Document text:
******
CODEWITHSUNDEEP
cpointersdata-structureslinked-listsingly-linked-list
BMAGS
BMAGS

Reputation: 29

Why does this Linked List C function not work properly if previousNode->next is not set to NULL?

Node* deleteAtTail(Node* head)
{
    if (head == NULL)                               /* If List is empty... */
    {
        return NULL;
    }
    else                                            /* If List has 1 item... */
    if (head -> next == NULL)
    {
        free(head);
        return NULL;
    }
    else
    {
        Node* currentNode = head;                   /* Traversal Pointer */
        Node* previousNode = NULL;                  /* Traversal Pointer */

        while(currentNode -> next != NULL)
        {
            previousNode = currentNode;             /* Move up previous node */
            currentNode = currentNode -> next;      /* Move up current node */
        }

        previousNode -> next = NULL;                /* Make previousNode the new tail */
        free(currentNode);                          /* Delete currentNode pointer */
        return head;
    }
}

If I remove/comment out previousNode -> next = NULL;, the program falls into an infinite loop.
******
Given information:
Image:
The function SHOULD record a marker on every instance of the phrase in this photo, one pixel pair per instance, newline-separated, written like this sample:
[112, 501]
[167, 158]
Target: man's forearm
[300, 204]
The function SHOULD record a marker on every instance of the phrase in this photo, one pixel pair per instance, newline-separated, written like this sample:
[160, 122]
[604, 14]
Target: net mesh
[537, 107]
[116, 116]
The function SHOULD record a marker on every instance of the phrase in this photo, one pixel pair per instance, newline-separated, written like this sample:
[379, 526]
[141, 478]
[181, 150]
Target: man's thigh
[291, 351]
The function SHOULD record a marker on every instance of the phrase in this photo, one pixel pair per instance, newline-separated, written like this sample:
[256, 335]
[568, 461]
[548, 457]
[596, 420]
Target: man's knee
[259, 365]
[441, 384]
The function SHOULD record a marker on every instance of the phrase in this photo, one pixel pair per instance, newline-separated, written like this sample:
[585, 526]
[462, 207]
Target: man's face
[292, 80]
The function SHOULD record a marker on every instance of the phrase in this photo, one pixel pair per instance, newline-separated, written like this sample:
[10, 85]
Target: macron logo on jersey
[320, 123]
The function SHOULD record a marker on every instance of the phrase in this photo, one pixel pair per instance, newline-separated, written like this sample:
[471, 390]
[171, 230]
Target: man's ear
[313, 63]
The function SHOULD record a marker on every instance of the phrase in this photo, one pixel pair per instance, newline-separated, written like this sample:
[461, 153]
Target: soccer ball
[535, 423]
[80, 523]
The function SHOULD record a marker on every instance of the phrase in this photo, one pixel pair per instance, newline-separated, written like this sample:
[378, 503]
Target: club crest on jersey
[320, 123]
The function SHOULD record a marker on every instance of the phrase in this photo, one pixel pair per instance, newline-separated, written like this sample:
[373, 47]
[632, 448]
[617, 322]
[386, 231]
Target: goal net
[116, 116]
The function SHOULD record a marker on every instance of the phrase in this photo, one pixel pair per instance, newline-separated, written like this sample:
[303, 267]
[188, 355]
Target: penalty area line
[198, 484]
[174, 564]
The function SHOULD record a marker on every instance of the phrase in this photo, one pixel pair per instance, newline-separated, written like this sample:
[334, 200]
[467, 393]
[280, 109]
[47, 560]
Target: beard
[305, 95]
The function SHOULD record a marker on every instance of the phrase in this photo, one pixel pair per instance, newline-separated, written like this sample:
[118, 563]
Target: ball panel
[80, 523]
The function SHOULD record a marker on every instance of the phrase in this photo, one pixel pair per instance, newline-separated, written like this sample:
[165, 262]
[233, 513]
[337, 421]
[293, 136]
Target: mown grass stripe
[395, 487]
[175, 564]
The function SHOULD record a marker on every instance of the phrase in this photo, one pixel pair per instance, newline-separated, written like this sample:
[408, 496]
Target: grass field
******
Direction 1:
In the linked list thread, what happens to the program when the line previousNode -> next = NULL; is removed or commented out?
Direction 2:
Count the lines of the records that contain the string "ball", matching case exactly, and give only the number.
The linked list thread and the records come from unrelated sources.

Worked answer 1:
The program falls into an infinite loop.

Worked answer 2:
2